Position identification records:
%%

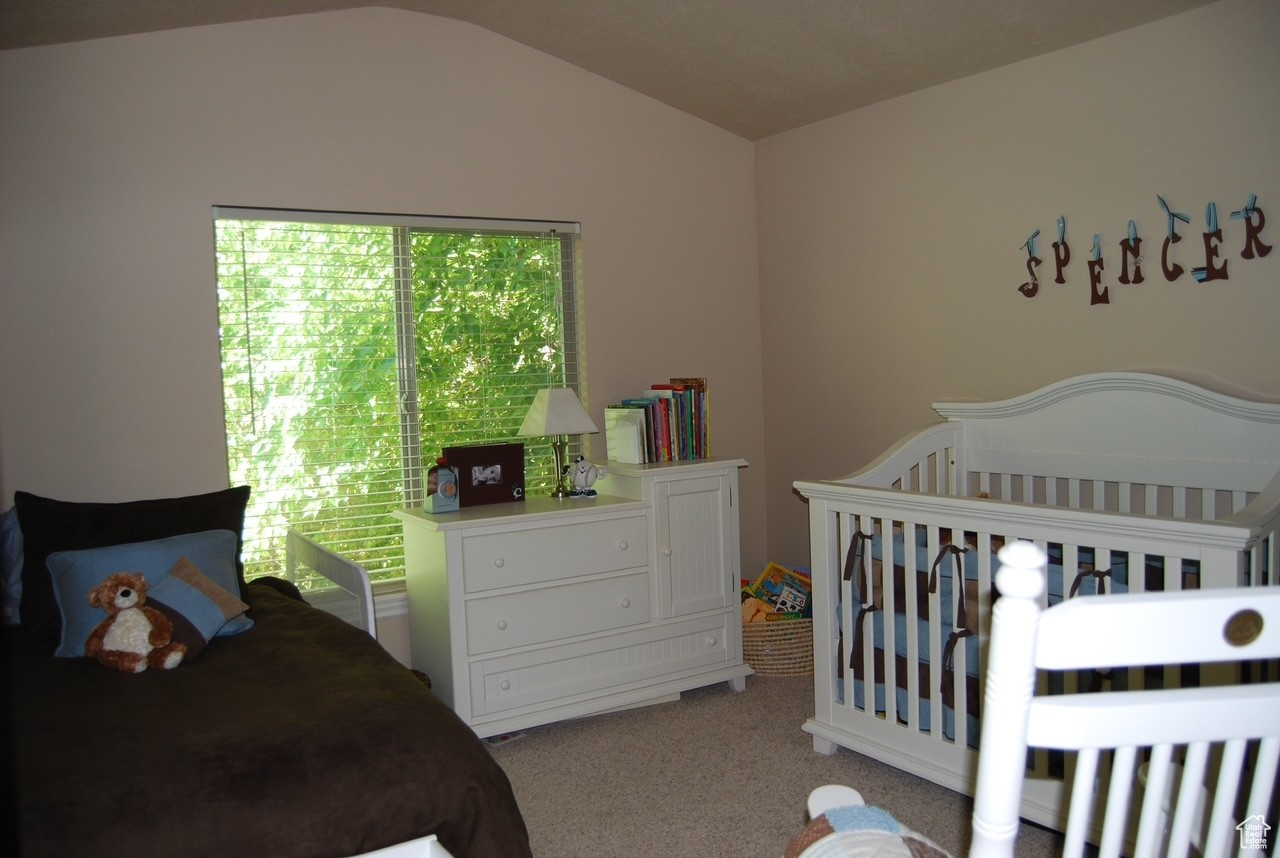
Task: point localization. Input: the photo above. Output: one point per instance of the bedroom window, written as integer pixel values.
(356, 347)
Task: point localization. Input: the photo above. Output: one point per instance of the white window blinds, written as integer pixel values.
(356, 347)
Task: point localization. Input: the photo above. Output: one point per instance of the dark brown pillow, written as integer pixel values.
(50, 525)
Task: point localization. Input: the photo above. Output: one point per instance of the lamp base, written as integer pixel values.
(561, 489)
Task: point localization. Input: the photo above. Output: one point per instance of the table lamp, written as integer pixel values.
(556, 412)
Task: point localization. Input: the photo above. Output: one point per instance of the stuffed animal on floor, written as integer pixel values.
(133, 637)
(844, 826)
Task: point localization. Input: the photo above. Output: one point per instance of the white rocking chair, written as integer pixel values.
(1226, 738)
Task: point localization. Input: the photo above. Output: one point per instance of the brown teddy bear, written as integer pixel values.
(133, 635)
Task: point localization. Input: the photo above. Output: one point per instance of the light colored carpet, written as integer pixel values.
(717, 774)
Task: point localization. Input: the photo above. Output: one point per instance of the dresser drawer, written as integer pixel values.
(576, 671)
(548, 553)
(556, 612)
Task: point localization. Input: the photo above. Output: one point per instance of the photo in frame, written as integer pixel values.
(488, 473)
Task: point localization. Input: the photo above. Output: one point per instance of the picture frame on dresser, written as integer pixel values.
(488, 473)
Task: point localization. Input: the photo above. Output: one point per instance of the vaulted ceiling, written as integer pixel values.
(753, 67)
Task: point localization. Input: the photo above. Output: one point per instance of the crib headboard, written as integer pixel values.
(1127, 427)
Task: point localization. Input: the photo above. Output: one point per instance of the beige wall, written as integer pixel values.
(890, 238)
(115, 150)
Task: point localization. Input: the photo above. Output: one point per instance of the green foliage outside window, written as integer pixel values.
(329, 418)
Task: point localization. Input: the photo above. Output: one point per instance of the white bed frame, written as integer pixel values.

%%

EXERCISE REQUIREMENTS → Except for the pictures, copy the material above exactly.

RESULT FOR THIS EXERCISE →
Task: point localization. Input: the photo above. Output: one point per instance of the bedroom window, written as integer pixel values.
(356, 347)
Task: point localization. Input: the photo above. Output: one point per instance of the white window blinds, written as integer pixel values.
(356, 347)
Task: point localization. Input: the photo above. Output: one point per instance of the dark brown pillow, written as integer pixel values.
(50, 525)
Task: point localization. Input: the photo above. Output: one point per instance of the lamp base, written as integer pixel values.
(561, 489)
Task: point localization. Input: the photo above. Output: one point per instance of the table lamp, written as integer pixel values.
(556, 412)
Task: point localization. Input: the photo above. Output: one point per instance of the stuffed animal on floor, written as integer pixel values.
(133, 637)
(844, 826)
Task: point localization. Input: the photo above. Output: one point per instance of the white rocking chair, written as integer pixel values.
(1226, 738)
Task: point localization. Input: the photo above. Output: one point per instance of the brown teddy bear, written as integer pixel values.
(133, 635)
Task: point localization. Input: the photo above. Output: one point per instance of the light colored carpet, written as integer pixel values.
(717, 774)
Task: point localization. Input: the photo above. Output: one point per instance of the dresser drawer, written as integer pixel values.
(576, 671)
(548, 553)
(556, 612)
Task: point localization. Input: the photo above. Output: one point per instance of the photo in frame, written as integer pixel values.
(488, 473)
Task: point localization. Input: the photo above. Output: one point per instance of the picture frame on dresser, written as integer pixel values.
(488, 473)
Task: point localization. Input: the photo above. Output: one point per instance of the vaulted ceiling, written as integer pixel values.
(753, 67)
Task: point localization. Input: the photo above. Output: one point per instance of the crib headboard, written as integer pixel values.
(1127, 427)
Task: point localization. Input: the photo above. Output: one point per instance of the beige wall, written as integer pixel values.
(890, 238)
(115, 150)
Task: point localization. Input: the photo above. Output: one point per instance of the green foliage outside window, written as integer pixel values.
(329, 418)
Task: point localization. Input: the photo above. Output: one point per instance of the white bed frame, written as integer pixel values.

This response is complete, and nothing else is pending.